> Record set:
= = = = =

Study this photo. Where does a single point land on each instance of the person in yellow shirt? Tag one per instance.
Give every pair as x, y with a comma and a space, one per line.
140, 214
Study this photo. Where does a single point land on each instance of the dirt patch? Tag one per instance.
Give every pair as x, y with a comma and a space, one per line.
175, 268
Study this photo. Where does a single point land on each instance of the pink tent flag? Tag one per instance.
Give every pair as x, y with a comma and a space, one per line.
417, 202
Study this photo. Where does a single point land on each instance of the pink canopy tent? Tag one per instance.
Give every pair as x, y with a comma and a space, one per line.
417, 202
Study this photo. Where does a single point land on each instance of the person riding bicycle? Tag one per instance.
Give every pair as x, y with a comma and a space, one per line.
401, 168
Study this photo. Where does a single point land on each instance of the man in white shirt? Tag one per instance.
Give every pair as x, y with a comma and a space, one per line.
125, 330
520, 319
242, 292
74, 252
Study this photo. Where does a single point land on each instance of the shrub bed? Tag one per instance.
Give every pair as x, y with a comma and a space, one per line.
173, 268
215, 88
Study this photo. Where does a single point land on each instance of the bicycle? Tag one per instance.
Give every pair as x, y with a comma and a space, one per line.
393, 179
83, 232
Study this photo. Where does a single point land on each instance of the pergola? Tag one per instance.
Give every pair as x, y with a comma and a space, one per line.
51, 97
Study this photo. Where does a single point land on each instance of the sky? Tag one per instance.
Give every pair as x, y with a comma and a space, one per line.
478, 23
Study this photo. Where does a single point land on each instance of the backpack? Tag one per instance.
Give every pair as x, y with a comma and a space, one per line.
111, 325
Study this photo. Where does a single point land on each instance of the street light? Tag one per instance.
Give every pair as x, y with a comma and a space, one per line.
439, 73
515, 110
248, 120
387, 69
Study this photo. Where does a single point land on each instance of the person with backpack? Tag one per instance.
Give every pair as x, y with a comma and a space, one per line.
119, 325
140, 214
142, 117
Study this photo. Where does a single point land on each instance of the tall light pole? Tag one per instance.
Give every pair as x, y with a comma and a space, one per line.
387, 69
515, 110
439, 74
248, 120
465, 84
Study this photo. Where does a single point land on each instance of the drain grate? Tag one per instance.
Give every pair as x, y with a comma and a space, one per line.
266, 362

= = = = =

> Exercise: Throughout the material above, find every line holding "backpack" and copy it.

> Answer to the exercise:
Study this photo. Where does a single point land on each instance of the backpack? Tag one per instance.
Study this photo. Where does a single point land on each instance of the person with backpack? Tag one per instance.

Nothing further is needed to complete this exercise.